Your goal:
Reproduce all of the data below, changing every occurrence of "keypoint" to "landmark" and leaving every other line and word unchanged.

Stored data:
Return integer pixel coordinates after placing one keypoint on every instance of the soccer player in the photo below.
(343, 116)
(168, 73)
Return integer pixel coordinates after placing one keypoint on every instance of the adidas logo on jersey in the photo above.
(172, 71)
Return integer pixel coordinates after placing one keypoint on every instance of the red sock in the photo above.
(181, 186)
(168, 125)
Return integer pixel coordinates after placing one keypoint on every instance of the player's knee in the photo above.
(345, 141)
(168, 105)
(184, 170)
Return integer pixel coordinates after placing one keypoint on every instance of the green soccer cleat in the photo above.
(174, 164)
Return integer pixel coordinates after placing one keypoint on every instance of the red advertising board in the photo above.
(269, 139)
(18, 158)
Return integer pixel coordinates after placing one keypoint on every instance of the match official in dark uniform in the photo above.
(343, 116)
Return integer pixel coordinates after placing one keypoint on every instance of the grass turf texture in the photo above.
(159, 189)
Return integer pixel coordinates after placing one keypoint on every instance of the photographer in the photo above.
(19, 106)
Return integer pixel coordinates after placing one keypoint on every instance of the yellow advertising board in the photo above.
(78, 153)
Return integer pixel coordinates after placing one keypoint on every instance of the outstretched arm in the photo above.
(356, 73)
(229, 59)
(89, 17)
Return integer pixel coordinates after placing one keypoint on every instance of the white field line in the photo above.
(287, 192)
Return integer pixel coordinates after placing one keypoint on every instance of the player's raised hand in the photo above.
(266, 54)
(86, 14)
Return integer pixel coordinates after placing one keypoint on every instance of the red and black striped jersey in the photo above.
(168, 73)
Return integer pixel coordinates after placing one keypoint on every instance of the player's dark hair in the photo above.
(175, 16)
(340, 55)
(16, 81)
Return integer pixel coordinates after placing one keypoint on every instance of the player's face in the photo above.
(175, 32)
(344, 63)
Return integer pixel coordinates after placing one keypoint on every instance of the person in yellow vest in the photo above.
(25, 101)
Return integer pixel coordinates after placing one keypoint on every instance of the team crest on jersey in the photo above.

Finished task:
Return integer pixel coordinates after placing one landmark on every instance of the soccer player in the photo below.
(343, 116)
(168, 73)
Return integer pixel coordinates after placing one landmark on every instance of the adidas logo on jersey in the photo above.
(172, 71)
Return integer pixel coordinates after placing one landmark on every instance of the red sock in the photo above.
(181, 186)
(168, 125)
Return integer pixel coordinates after placing one landmark on every instance of the player's knee in the photo above.
(345, 141)
(168, 105)
(184, 170)
Return integer pixel coordinates after placing one landmark on every instance of the green soccer cleat in the photo above.
(174, 164)
Return integer pixel coordinates after placing one landmark on every instance of the red advertising board in the photo above.
(269, 139)
(18, 158)
Return integer pixel coordinates after placing one landmark on every instance of the match official in dark uniform in the photo above.
(343, 116)
Return integer pixel coordinates after placing one landmark on every instance of the grass turf texture in the photo above.
(159, 189)
Return integer pixel coordinates after placing one landmark on every instance of the photographer in the photo above.
(19, 106)
Return integer pixel coordinates after placing one landmark on every instance of the yellow advertising board in the photo above.
(78, 153)
Return integer pixel coordinates after placing one landmark on every instance of the outstretched arm in the photo above.
(356, 73)
(229, 59)
(89, 17)
Return integer pixel coordinates after placing one landmark on every instance of the white field line in the photo above.
(287, 192)
Return integer pixel coordinates after placing one landmark on every instance of the player's raised hand in the photo above.
(266, 54)
(86, 14)
Return integer pixel coordinates after placing one landmark on every instance of the red and black striped jersey in the photo above.
(168, 73)
Return integer pixel coordinates after placing one landmark on every instance of the player's dark hair in the photo above.
(175, 16)
(340, 55)
(16, 81)
Return integer pixel coordinates after placing one landmark on every instance of the player's face in the photo above.
(175, 32)
(344, 63)
Return integer pixel coordinates after placing one landmark on every instance of the person in yellow vest in the photo above.
(25, 101)
Return integer pixel coordinates after placing one landmark on every instance of the team crest on jersey in the photo above.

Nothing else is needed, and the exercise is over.